-- Start Supplied passage --

Ownership Resolutions since 2000

Repatriation of Beads and Bronze Jewelry to the Muscogee (Creek) Nation

In March 2024, the Gallery repatriated eight Native American cultural belongings to the Muscogee (Creek) Nation (MCN), under the Native American Graves Protection and Repatriation Act (NAGPRA). Comprised of beads and bronze jewelry associated with burial sites in Elmore County and Macon County, in Alabama, the object group was given to the Gallery in 1935 by Peter A. Brannon (1882–1967), a curator and amateur archaeologist. In April 2023, the Gallery completed a consultation with representatives of the MCN, who determined the objects’ cultural affiliation and qualification under NAGPRA as unassociated funerary objects.

Notice of Intent to Repatriate

Repatriation of Buddhist Goddess Tara (Hindu Goddess Parvati) to Nepal

In May 2022, the Gallery transferred Buddhist Goddess Tara to the government of Nepal (Department of Archaeology, Ministry of Culture, Tourism, and Civil Aviation). Research conducted at the Gallery in 2021 showed that the sculpture had been stolen from the Bir Bhadreshwor Mahadev Temple, Golmadhi Tol, Bhaktapur, Nepal, where it had been worshipped as the Hindu goddess, Parvati. The consul general of Nepal in New York received the object on behalf of the government of Nepal, and in June 2022, the sculpture was transferred to Kathmandu.

-- End Supplied passage --
-- Start Information provided --

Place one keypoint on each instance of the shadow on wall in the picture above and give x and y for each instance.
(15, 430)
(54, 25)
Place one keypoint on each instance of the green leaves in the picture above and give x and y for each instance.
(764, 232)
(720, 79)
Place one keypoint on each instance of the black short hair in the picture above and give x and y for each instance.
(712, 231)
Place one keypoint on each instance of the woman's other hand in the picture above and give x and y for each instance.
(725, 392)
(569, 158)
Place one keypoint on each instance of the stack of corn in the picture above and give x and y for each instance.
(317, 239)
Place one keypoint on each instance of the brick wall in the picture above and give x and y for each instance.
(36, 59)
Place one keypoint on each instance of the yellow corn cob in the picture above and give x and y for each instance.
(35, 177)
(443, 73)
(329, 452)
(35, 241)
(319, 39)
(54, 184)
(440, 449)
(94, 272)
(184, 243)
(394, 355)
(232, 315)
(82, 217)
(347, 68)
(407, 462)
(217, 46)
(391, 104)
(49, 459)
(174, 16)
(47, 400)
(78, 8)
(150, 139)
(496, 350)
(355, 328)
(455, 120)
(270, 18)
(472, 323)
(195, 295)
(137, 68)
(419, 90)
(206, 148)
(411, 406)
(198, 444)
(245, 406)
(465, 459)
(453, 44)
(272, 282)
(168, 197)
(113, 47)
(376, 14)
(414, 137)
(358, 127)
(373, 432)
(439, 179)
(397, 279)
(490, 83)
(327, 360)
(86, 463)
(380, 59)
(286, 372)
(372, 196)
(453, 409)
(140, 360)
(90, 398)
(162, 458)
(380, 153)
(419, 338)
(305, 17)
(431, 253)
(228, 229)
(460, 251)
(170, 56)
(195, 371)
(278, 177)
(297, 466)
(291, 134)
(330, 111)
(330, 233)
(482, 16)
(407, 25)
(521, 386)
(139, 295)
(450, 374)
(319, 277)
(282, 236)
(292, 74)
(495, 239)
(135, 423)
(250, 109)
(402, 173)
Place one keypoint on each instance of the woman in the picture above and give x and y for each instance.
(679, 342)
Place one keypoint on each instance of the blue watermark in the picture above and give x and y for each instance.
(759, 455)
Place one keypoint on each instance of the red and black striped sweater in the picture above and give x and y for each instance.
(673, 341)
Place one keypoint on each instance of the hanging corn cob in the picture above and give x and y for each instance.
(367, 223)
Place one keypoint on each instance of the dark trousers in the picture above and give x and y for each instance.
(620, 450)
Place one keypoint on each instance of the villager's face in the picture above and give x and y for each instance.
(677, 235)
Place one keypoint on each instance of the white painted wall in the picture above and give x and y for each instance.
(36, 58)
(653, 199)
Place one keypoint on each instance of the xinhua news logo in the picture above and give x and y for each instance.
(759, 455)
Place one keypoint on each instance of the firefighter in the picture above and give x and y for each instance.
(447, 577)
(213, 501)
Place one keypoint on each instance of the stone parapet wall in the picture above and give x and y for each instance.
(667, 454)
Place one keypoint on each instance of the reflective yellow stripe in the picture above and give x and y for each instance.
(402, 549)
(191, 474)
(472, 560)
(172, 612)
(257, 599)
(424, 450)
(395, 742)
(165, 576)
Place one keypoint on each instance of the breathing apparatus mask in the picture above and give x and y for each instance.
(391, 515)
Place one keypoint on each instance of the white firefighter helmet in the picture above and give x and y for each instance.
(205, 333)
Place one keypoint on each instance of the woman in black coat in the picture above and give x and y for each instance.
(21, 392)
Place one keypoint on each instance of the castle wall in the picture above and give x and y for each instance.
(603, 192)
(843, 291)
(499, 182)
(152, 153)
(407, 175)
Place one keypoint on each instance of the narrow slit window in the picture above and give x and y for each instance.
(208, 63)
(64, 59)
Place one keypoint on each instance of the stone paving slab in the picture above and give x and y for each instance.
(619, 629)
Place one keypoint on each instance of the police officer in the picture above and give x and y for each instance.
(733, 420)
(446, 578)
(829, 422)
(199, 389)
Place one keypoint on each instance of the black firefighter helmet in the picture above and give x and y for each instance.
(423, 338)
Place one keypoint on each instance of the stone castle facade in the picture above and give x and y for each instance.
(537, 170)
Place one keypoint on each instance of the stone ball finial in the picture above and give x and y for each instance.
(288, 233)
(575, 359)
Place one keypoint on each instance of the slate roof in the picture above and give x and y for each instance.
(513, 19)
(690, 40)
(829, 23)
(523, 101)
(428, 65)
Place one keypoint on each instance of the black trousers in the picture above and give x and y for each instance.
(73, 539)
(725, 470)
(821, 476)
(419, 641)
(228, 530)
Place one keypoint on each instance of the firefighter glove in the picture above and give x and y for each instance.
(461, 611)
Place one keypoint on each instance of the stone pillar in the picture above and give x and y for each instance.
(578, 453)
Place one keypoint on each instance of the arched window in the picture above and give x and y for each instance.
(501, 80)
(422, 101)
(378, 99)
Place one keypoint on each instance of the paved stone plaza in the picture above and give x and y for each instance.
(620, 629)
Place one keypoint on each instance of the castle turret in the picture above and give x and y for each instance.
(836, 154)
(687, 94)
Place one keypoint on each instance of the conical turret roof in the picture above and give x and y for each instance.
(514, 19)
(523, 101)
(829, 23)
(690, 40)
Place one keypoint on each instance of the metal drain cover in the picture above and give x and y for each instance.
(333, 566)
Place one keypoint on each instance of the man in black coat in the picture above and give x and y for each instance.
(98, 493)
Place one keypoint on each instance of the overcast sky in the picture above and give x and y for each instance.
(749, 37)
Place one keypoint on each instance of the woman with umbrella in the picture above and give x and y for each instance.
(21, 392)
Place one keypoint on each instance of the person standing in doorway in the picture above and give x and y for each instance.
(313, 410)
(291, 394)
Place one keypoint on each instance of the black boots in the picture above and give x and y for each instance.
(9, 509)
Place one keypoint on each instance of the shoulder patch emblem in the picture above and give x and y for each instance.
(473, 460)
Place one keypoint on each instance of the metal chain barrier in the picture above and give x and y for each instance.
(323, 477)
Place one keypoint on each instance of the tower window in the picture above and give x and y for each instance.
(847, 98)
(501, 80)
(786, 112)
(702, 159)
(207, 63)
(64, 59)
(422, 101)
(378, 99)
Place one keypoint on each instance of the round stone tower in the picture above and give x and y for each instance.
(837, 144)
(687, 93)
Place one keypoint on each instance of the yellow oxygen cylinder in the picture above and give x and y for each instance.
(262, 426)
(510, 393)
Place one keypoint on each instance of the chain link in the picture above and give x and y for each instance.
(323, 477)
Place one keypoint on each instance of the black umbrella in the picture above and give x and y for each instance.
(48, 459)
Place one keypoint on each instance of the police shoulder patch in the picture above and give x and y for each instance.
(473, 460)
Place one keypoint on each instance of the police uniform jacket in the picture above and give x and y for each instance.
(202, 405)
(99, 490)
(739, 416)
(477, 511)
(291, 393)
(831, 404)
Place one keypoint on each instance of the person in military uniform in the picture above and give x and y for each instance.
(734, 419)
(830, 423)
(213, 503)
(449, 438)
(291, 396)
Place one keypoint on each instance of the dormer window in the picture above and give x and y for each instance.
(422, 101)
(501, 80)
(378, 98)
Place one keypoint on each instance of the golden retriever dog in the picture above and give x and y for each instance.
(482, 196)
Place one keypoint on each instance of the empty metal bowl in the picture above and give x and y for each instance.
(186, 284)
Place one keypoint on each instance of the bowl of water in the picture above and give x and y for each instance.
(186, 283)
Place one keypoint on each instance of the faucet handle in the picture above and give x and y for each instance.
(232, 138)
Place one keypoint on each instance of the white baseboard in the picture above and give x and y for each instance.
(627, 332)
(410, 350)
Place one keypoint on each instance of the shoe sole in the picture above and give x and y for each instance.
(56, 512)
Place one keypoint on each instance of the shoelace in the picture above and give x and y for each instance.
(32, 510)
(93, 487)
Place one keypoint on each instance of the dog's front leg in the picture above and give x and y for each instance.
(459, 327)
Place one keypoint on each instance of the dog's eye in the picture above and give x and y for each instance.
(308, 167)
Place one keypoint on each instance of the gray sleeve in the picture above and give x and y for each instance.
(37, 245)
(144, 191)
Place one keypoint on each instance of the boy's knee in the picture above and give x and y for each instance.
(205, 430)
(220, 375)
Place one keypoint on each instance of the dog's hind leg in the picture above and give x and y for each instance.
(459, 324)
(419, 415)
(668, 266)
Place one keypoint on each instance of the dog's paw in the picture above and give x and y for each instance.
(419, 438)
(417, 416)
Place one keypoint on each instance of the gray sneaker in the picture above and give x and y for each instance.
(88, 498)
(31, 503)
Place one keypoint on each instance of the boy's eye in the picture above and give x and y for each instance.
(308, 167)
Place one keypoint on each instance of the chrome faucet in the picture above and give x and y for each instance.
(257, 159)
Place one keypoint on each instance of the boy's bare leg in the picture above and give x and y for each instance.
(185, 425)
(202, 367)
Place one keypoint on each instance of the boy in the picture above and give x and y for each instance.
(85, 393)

-- End Information provided --

Tasks to perform »
1 > Reproduce the passage on ownership resolutions word for word, from "In May 2022, the" to "was transferred to Kathmandu.".
2 > In the passage on ownership resolutions, why does the heading for the Nepal repatriation also name the Hindu goddess Parvati?
3 > Translate this sentence from the passage on ownership resolutions into Spanish: "The consul general of Nepal in New York received the object on behalf of the government of Nepal, and in June 2022, the sculpture was transferred to Kathmandu."

Problem solutions »
1 >
In May 2022, the Gallery transferred Buddhist Goddess Tara to the government of Nepal (Department of Archaeology, Ministry of Culture, Tourism, and Civil Aviation). Research conducted at the Gallery in 2021 showed that the sculpture had been stolen from the Bir Bhadreshwor Mahadev Temple, Golmadhi Tol, Bhaktapur, Nepal, where it had been worshipped as the Hindu goddess, Parvati. The consul general of Nepal in New York received the object on behalf of the government of Nepal, and in June 2022, the sculpture was transferred to Kathmandu.

2 > Research at the Gallery in 2021 showed that the sculpture had been stolen from the Bir Bhadreshwor Mahadev Temple in Golmadhi Tol, Bhaktapur, Nepal. At that temple it had been worshipped as the Hindu goddess Parvati.

3 > El cónsul general de Nepal en Nueva York recibió el objeto en nombre del gobierno de Nepal y, en junio de 2022, la escultura fue trasladada a Katmandú.